DIRECTIONS FOR THIS TASK
Copy everything in the data below exactly except the pictures.

[BEGIN]

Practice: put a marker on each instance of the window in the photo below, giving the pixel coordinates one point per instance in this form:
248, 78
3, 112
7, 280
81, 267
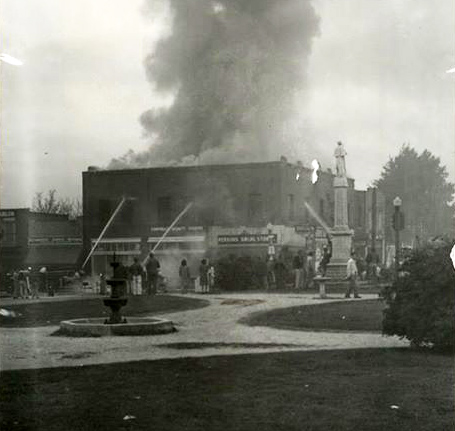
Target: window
164, 210
255, 207
127, 212
359, 216
8, 230
291, 207
321, 207
105, 210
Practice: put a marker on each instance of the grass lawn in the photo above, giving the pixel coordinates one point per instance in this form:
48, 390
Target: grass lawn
325, 390
364, 315
51, 313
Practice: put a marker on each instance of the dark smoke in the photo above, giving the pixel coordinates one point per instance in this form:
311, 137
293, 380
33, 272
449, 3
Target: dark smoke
234, 67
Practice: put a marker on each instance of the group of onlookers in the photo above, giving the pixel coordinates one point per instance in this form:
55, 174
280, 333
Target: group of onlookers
28, 283
145, 278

[END]

EXPECTED OUTPUT
Practice: put a marker on each instance of the window in the photo below, giving the pixel coordinates one point per instance in this form:
248, 78
3, 112
7, 280
81, 267
Target: window
164, 210
255, 207
127, 212
359, 216
8, 230
291, 207
321, 207
105, 210
Practice: put a marker on each instance of the grass lawn in the photo above, giving the pixel coordinates one point per instance in this form:
48, 390
Target: grass lawn
325, 390
364, 315
51, 313
Practice: put a marker on each instance of the dark smoke in the photo above, giving the pixel coordinates one point per instance in this form:
311, 137
293, 380
33, 272
449, 3
Target: dark smoke
234, 67
Practice: put a marker on each instance of the group of onlookers in the photo above, giving the pixel coordinates one point per instance in this form:
55, 174
280, 333
Target: group of onlookers
28, 283
145, 278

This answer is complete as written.